# WHAT THE TASK REQUIRES
Rewrite the items below with "place a point on" changed to "put a marker on" everywhere it occurs and everything else kept the same. Leave the pictures out.

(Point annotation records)
========================
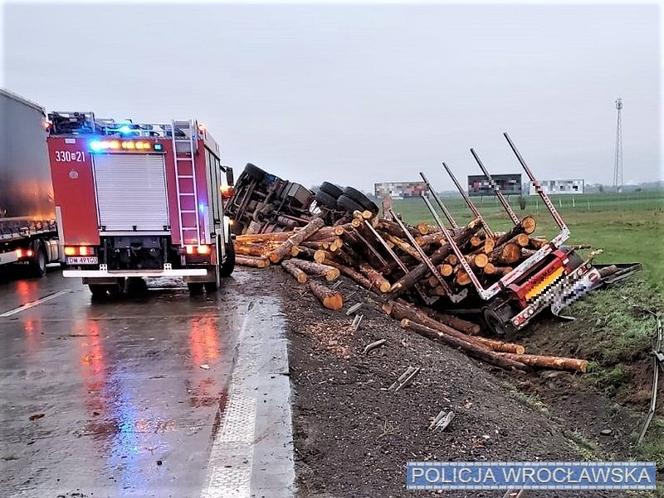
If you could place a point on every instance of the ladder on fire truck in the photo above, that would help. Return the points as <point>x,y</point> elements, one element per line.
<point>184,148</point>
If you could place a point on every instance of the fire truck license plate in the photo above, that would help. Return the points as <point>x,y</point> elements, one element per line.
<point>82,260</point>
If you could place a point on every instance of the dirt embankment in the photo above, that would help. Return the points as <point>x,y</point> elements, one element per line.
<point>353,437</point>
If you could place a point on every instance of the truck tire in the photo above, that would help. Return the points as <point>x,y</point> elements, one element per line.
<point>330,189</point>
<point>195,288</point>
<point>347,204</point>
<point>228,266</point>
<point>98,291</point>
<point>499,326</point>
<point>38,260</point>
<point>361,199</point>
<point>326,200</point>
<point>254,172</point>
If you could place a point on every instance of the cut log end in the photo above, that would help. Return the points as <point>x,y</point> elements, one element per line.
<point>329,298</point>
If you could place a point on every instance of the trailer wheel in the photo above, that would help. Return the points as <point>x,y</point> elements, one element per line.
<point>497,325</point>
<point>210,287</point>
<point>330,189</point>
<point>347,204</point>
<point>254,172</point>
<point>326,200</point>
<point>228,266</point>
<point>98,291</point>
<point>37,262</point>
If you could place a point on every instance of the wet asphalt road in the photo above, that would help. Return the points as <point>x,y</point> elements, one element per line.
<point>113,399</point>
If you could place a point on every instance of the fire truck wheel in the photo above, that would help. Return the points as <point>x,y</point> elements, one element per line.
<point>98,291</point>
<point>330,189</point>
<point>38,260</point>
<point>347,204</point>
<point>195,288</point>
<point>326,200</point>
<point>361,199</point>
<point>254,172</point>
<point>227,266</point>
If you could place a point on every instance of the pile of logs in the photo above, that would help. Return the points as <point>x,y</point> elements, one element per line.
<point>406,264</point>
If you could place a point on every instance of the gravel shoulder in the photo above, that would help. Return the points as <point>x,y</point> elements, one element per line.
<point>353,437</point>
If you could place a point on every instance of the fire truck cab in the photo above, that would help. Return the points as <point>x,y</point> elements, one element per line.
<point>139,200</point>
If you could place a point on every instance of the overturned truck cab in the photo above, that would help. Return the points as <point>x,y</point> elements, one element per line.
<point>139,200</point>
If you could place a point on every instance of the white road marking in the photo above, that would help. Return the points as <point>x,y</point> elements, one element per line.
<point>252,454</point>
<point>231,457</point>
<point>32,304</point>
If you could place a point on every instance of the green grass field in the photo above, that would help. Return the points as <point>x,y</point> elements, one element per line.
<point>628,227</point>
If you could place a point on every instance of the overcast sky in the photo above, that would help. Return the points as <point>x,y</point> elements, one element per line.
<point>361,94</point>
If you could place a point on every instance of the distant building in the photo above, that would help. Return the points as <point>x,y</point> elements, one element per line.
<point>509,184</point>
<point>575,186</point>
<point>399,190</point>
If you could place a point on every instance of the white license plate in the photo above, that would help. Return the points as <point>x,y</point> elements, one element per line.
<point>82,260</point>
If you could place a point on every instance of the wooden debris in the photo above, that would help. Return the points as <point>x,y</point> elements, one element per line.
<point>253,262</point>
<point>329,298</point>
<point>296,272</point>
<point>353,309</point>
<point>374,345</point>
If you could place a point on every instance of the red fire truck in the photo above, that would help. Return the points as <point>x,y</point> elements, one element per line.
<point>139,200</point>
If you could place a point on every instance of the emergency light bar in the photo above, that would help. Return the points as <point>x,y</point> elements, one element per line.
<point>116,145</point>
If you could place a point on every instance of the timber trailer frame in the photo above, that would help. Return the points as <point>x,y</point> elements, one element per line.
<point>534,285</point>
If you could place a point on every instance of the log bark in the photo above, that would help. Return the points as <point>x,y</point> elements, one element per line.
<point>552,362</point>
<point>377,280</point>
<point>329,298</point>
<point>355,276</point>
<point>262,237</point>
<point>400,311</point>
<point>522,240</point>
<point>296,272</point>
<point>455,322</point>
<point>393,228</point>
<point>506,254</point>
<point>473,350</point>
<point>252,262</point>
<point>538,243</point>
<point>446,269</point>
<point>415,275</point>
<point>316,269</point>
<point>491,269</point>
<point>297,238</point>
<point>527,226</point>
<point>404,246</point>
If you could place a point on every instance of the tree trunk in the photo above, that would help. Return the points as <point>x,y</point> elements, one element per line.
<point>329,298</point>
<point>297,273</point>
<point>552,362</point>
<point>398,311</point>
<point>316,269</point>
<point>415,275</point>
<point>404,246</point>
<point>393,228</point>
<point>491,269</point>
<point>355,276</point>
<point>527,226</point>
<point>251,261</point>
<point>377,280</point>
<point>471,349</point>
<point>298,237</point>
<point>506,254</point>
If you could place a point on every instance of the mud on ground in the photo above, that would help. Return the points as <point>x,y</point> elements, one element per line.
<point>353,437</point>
========================
# WORKED ANSWER
If you could put a marker on every instance of the ladder on fire truck in the photo above, that would help. Return the points as <point>x,y</point> elements, one element per line.
<point>184,148</point>
If you could put a marker on every instance of the fire truck license plate in the photo above, that would help. Return the points as <point>x,y</point> elements, one element per line.
<point>82,260</point>
If you could put a marker on every instance of the dirt embankment in the photo above, that would help. Return the points as <point>x,y</point> elements, one element per line.
<point>353,437</point>
If you could put a marker on every instance of the truck tire in the photo above, that would help. Return the points as <point>x,y</point> elements, one element per line.
<point>330,189</point>
<point>195,288</point>
<point>347,204</point>
<point>228,266</point>
<point>98,291</point>
<point>499,326</point>
<point>38,260</point>
<point>361,199</point>
<point>326,200</point>
<point>254,172</point>
If you could put a marker on every instance of the cut log end in the photo above, that would help. Return the points as <point>x,y</point> elements, one element per line.
<point>329,298</point>
If you could put a marker on every instance of the trailer wheel in the photo above, that would help. Return the points as <point>x,y</point> elements, one element per line.
<point>497,325</point>
<point>210,287</point>
<point>330,189</point>
<point>347,204</point>
<point>254,172</point>
<point>326,200</point>
<point>228,266</point>
<point>98,291</point>
<point>37,262</point>
If you could put a marker on every instance of the wet asphalt road in the photo above, that would help. Return the points as <point>x,y</point> elements, one element per line.
<point>113,399</point>
If you could put a marker on every instance of the fire truck wheel in the photo above, that would help. Return the points as <point>x,y</point> elements, one element per line.
<point>98,291</point>
<point>330,189</point>
<point>38,260</point>
<point>347,204</point>
<point>195,288</point>
<point>326,200</point>
<point>361,199</point>
<point>254,172</point>
<point>227,266</point>
If you could put a marker on every instance of the pile of logs in the photo above, that would help. Return the points as <point>x,y</point> elements, one element per line.
<point>406,264</point>
If you could put a marker on every instance of the gravel shoulder in the photo above, that would help. Return the points as <point>x,y</point> elements, one element per line.
<point>353,437</point>
If you could put a marker on every instance of the fire truck cab in the photo above, that would help. Return the points as <point>x,y</point> elements, one element per line.
<point>139,200</point>
If you could put a marker on every instance of the overturned truck cab in the photo above, that would help. Return the points as <point>x,y</point> elements, one element per line.
<point>139,200</point>
If you could put a marker on every instance of the white road marking in the photo above, that would help. Return the points as <point>x,y</point> elements, one element per line.
<point>252,454</point>
<point>231,457</point>
<point>32,304</point>
If you could put a marker on every instance of the green grass field in the photo above, that would help. Return the points as <point>x,y</point> elements, one element per line.
<point>628,227</point>
If you could put a marker on every instance of the overcast sky in the photo above, that would help. Return the points as <point>x,y</point> elements, one element per line.
<point>361,94</point>
If you could put a marker on every instance of the distant building in the photo above, that would help. Return the points as <point>x,y</point> elements, one element per line.
<point>509,184</point>
<point>575,186</point>
<point>399,190</point>
If you could put a marker on every instance of the white license plate in the photo above, that would help. Return the points as <point>x,y</point> elements, one element per line.
<point>82,260</point>
If you could put a marker on every instance of the wooden debris in the photo above, that would help. Return the points as <point>x,y</point> elements, one element per line.
<point>253,262</point>
<point>329,298</point>
<point>296,272</point>
<point>353,309</point>
<point>374,345</point>
If you could put a marker on every instance of the red fire truck in the photo above, that would help. Return the points as <point>x,y</point> elements, one element per line.
<point>139,200</point>
If you could put a marker on every instance of the emergency light bar in the photo above, that would help. Return the points as <point>x,y</point> elements, one element per line.
<point>116,145</point>
If you could put a marker on every instance of the timber trailer frame in the photo above, that would help. Return the points as <point>x,y</point> elements, one element per line.
<point>534,285</point>
If you could put a marker on every instance of the log bark in the photo above, that would help. Return the points as <point>x,y</point> elements, one element per line.
<point>552,362</point>
<point>377,280</point>
<point>329,298</point>
<point>355,276</point>
<point>262,237</point>
<point>400,311</point>
<point>522,240</point>
<point>296,272</point>
<point>455,322</point>
<point>393,228</point>
<point>506,254</point>
<point>473,350</point>
<point>252,262</point>
<point>538,243</point>
<point>446,269</point>
<point>415,275</point>
<point>316,269</point>
<point>491,269</point>
<point>297,238</point>
<point>527,226</point>
<point>404,246</point>
If you could put a marker on every instance of the tree trunk in the photo above, that would help. Return the points as <point>x,y</point> elements, one element per line.
<point>329,298</point>
<point>297,273</point>
<point>552,362</point>
<point>398,311</point>
<point>316,269</point>
<point>415,275</point>
<point>404,246</point>
<point>393,228</point>
<point>491,269</point>
<point>355,276</point>
<point>527,226</point>
<point>251,261</point>
<point>377,280</point>
<point>471,349</point>
<point>298,237</point>
<point>506,254</point>
If you could put a marker on every instance of the mud on ground in the photo above, that would help. Return the points as <point>x,y</point> elements, one element per line.
<point>353,437</point>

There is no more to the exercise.